The FY 2012 budget: Our blueprint for the future
The current tax code stifles job growth in this country, and it’s too costly. It imposes burdens on families, small businesses and individuals. In order to foster a better environment for private-sector job creation, we need to lift the debt-fueled uncertainty and advance pro-growth tax reforms, and this is exactly what the FY 2012 budget proposes. For example, this plan keeps taxes low so the economy can grow, eliminates roughly $800 billion in tax increases imposed by the President’s health care law, and prevents the $1.5 trillion tax increase called for in the President’s budget. This budget lowers tax rates for everyone, and sets the top rates for individuals and businesses at 25 percent, encouraging growth, savings, and investment.
The FY 2012 budget repeals Obama’s health care law that is widely rejected by the American people. The health care law is simply too expensive, and the problem was compounded by its failure to address cost inefficiencies we currently have in our health care system. Obamacare also takes over $500 billion from Medicare at a time when millions of new baby boomers will be joining the program every year. Repeal of Obamacare will keep that money with Medicare recipients. In addition, the FY 2012 budget allows new Medicare beneficiaries to choose private plans, providing more choices for our seniors.
Medicaid reform is also addressed in the budget, which would save $771 billion over the next 10 years. Medicaid, created in the 1960s, intends to provide health-care coverage for the poor, but while it provides insurance, it fails to provide access because most providers can’t afford to take its recipients. This budget offers Medicaid recipients the chance to have access to care by allowing states more flexibility for their Medicaid beneficiaries. This plan also removes the stigma Medicaid recipients face, and allows them to take advantage of a range of options available.

**DATA EXTRACT**:
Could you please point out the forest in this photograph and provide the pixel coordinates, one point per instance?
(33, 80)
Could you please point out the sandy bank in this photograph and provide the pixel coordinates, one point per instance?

**WHAT TO DO**:
**A)** From the budget passage above the lines, copy the part that opens with the words containing "The FY 2012 budget: Our" and closes with "savings, and investment.".
**B)** Does the budget passage above the lines agree with each statement? Answer yes or no, and quote the deciding words. (i) The budget sets the top rates for individuals and businesses at 30 percent. (ii) The Medicaid reform in the budget would save $771 billion over the next 10 years. (iii) The budget allows new Medicare beneficiaries to choose private plans.

**TASK-BY-TASK ANSWERS**:
**A)**
The FY 2012 budget: Our blueprint for the future
The current tax code stifles job growth in this country, and it’s too costly. It imposes burdens on families, small businesses and individuals. In order to foster a better environment for private-sector job creation, we need to lift the debt-fueled uncertainty and advance pro-growth tax reforms, and this is exactly what the FY 2012 budget proposes. For example, this plan keeps taxes low so the economy can grow, eliminates roughly $800 billion in tax increases imposed by the President’s health care law, and prevents the $1.5 trillion tax increase called for in the President’s budget. This budget lowers tax rates for everyone, and sets the top rates for individuals and businesses at 25 percent, encouraging growth, savings, and investment.

**B)**
(i) No: "sets the top rates for individuals and businesses at 25 percent"
(ii) Yes: "which would save $771 billion over the next 10 years"
(iii) Yes: "the FY 2012 budget allows new Medicare beneficiaries to choose private plans"